* **Work order**:
Output each line from the one that contains "Exercise. Point out every instance of the metal-rimmed" to the final line of the data below, exactly, and include nothing else.

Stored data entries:
*-*-*

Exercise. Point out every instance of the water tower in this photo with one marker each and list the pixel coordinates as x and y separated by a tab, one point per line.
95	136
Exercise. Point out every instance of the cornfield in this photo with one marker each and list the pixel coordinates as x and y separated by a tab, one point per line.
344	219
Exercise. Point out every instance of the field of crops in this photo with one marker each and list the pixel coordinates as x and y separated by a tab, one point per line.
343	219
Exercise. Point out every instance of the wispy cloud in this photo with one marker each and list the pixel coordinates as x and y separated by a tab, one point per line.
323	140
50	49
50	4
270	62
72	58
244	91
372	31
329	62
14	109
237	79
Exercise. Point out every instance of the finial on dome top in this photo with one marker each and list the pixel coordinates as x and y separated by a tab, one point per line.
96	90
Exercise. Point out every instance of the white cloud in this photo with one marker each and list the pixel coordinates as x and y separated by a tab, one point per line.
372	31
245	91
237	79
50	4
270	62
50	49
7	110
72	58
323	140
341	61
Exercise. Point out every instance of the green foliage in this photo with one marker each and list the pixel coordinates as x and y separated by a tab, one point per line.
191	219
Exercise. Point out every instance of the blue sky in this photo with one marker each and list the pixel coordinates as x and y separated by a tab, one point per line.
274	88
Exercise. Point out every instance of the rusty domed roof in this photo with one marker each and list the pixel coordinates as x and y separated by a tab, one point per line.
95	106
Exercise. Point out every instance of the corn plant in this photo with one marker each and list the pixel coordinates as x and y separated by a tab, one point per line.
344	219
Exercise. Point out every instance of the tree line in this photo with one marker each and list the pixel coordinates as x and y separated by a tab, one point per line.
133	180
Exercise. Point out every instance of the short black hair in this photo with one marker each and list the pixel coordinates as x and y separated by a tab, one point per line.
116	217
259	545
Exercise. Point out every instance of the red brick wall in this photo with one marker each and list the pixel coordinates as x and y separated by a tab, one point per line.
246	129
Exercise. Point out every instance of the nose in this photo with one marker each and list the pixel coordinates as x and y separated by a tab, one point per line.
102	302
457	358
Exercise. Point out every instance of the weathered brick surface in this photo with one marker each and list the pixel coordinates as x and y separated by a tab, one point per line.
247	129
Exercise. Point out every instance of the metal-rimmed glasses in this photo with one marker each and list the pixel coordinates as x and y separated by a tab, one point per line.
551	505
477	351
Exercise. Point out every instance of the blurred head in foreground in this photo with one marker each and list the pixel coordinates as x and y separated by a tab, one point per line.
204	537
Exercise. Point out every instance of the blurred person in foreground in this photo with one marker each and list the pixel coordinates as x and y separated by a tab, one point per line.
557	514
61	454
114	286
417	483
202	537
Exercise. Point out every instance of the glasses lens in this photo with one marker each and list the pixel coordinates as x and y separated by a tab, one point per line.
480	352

*-*-*

* **Solved problem**:
Exercise. Point out every instance of the metal-rimmed glasses in this photo with one marker each and list the pixel coordinates as x and y separated by a tab, one point per line.
551	505
477	351
Exercise. Point out every instance of the blurred head in foreground in this photo with one marker each and list the pixel coordinates as x and y separated by a tab, one point per line.
204	537
Exercise. Point out every instance of the blurred person in foreground in this photo with one marker each and list the pixel coordinates as x and y separated by a tab, one point per line.
557	514
61	454
114	286
417	483
202	537
Exercise. Point out every instance of the glasses lens in this photo with one marker each and list the pixel coordinates as x and y separated by a tab, one point per line.
480	352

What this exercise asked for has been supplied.